**THE TASK**
All the lines below need to be output exactly, apart from any images.
*-*-*
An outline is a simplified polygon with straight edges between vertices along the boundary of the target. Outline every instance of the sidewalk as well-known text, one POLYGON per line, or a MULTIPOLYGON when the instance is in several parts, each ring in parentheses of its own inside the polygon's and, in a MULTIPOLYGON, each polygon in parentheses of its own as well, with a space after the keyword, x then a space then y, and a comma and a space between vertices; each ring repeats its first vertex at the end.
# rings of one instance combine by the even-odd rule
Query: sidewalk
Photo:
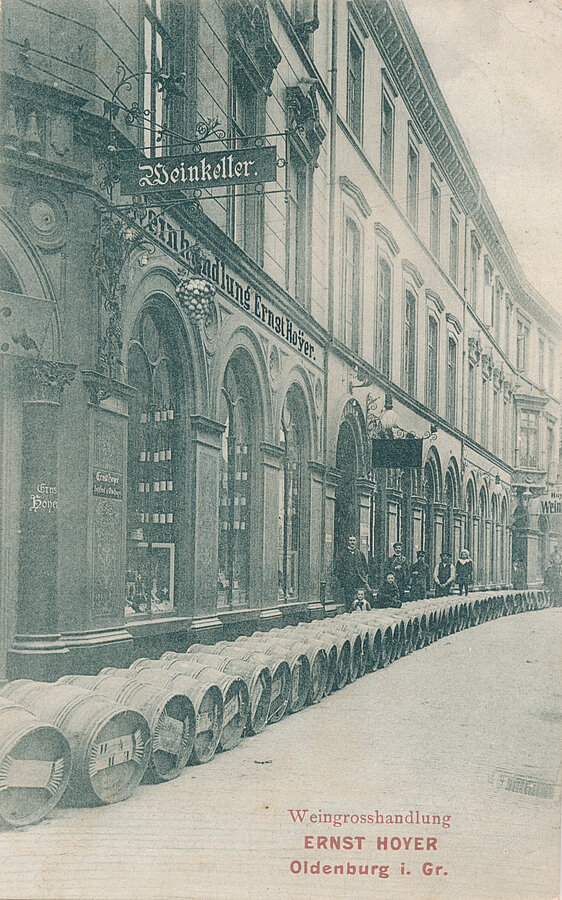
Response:
POLYGON ((3 832, 0 896, 550 900, 558 896, 561 621, 562 609, 546 609, 462 631, 174 782, 3 832), (308 810, 305 821, 290 809, 308 810), (375 821, 308 819, 319 810, 375 821), (376 822, 377 811, 380 819, 410 810, 414 821, 418 812, 441 824, 376 822), (318 837, 329 848, 344 836, 349 849, 318 846, 318 837), (423 838, 423 850, 415 840, 406 849, 408 837, 423 838), (346 871, 388 866, 388 877, 380 868, 304 874, 305 861, 309 870, 317 861, 346 871), (424 863, 448 874, 423 874, 424 863))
*-*-*
**REPLY TO THE EXERCISE**
An outline is a simplified polygon with straight edges between vertices along the boundary of the target. Outline every instance of the sidewalk as well-known text, one POLYGON per line, or a MULTIPOLYGON when the instance is in several parts, each ring in parentheses of its own inside the polygon's and, in a MULTIPOLYGON, each polygon in parentheses of its own as well, with a space after the keyword, x then a space then y, and a comma and a space between vertices; each ring repeats its first vertex at the end.
# rings of one instance combine by the even-odd rule
Query: sidewalk
Photo:
Response:
POLYGON ((3 832, 0 896, 550 900, 558 896, 561 621, 562 609, 546 609, 462 631, 174 782, 3 832), (308 810, 305 821, 290 809, 308 810), (375 821, 308 819, 319 810, 375 821), (376 822, 377 811, 380 819, 410 810, 414 821, 418 812, 441 824, 376 822), (318 837, 329 848, 344 836, 349 849, 318 846, 318 837), (423 838, 423 850, 415 840, 406 849, 408 837, 423 838), (346 871, 388 866, 388 877, 380 868, 304 874, 305 861, 309 870, 317 861, 346 871), (424 863, 448 874, 423 874, 424 863))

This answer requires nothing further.